▸ **The task**
Copy word for word the section of the post about the unit conversion site that starts with the words containing "It does all" and ends with "the messenger (me!).".

--- Start Document text ---

I received the 21 December Science magazine from AAAS today. In their 
NetWatch section they cite a conversion site,
   http://www.onlineconversion.com
about which they say:
   In an epic snafu, the controllers of the Mars Climate
   Orbiter failed to convert English units of force into
   metric ones, one of several mistakes that sent NASA's
   $87 million spacecraft into oblivion 2 years ago
   (Science, 8 Ocotber 1999, pl. 207). Don't let your work
   go down in flames. This handy site performs conversions
   faster than St. Paul. From parsecs to hogsheads, the
   calculator handles some 5000 units of length, temperature,
   weight, speed, volume, time, power, and other measures.
   You can change metric to metric, English to metric, and
   for that retro thrill, metric to English.
It does all that and more, apparently. It includes cooking measures, clothing 
sizes, motor oil grades, Roman numerals, etc. I invite you to check it out, 
but don't shoot the messenger (me!).

A couple of asides about the above site. It worked fine on my computer (linux 
OS) when I used Mozilla (v0.9.4) but not when I used Netscape (v4.78). Yes, 
Java and Javascript are enabled on both programs. Also, I inadvertently found 
that there is a www.onlineconversions.com (i.e., plural) that is "under 
construction". That's the wrong site.

--- End Document text ---
--- Start Material supplied ---

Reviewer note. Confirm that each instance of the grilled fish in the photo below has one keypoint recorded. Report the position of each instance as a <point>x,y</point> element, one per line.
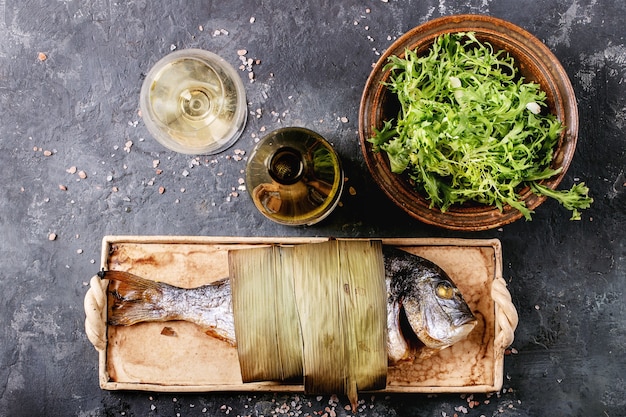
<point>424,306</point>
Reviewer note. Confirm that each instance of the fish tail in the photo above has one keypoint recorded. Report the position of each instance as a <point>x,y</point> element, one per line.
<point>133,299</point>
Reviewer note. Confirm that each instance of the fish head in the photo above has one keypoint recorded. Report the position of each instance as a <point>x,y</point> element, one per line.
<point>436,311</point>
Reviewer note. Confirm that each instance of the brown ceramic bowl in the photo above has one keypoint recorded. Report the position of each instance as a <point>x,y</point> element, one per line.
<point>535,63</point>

--- End Material supplied ---
--- Start Material supplied ---

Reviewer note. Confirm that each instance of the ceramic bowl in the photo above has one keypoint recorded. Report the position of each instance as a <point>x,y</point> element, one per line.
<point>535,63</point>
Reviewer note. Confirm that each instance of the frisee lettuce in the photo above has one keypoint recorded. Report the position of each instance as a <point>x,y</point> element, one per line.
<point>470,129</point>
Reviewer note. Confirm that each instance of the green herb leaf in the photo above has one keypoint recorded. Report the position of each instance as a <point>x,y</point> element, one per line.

--- End Material supplied ---

▸ **Task result**
It does all that and more, apparently. It includes cooking measures, clothing 
sizes, motor oil grades, Roman numerals, etc. I invite you to check it out, 
but don't shoot the messenger (me!).